Natural language region descriptions
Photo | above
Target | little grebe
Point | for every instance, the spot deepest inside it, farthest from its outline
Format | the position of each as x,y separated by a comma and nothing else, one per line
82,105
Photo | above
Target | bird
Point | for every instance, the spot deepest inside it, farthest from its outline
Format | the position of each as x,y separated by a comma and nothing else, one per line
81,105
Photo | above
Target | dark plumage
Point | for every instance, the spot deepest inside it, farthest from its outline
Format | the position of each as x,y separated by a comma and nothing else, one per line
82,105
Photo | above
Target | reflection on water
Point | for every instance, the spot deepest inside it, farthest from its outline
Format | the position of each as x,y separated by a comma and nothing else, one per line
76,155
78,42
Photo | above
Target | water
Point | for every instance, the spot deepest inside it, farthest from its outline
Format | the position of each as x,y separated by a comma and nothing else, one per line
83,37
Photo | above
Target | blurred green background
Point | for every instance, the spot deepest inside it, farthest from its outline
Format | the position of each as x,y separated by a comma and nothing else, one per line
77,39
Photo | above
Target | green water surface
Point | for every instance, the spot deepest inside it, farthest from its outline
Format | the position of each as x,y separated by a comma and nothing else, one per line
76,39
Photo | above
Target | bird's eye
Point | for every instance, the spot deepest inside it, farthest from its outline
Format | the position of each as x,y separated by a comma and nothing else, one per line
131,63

--

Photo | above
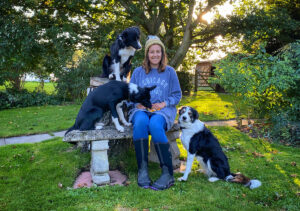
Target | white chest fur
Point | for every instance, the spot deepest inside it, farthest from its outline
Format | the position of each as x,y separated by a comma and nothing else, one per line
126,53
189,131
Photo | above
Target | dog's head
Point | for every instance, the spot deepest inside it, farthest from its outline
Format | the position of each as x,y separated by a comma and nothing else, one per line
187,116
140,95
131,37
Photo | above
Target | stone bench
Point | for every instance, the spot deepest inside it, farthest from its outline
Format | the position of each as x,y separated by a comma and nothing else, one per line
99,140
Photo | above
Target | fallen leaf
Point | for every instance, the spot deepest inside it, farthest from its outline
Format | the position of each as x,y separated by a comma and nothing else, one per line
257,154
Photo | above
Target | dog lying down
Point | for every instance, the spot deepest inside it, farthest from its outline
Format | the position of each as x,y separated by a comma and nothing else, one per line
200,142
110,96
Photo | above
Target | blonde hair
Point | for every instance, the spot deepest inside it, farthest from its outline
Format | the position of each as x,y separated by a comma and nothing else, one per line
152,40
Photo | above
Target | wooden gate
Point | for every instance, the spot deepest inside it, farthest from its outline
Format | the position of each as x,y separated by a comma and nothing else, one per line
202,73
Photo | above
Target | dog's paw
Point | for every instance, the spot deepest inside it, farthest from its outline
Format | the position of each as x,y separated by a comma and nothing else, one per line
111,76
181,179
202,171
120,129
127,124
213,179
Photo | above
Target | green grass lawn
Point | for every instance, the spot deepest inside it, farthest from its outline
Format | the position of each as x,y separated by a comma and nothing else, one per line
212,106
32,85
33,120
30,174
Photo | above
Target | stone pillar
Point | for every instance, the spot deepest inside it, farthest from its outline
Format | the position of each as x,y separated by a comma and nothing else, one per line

§ WHAT YOU NEED TO DO
Identify every line above with the string "green" in it. Copy those lines.

§ ANSWER BOX
Target | blurred green background
Target | green water surface
Target | green grass lawn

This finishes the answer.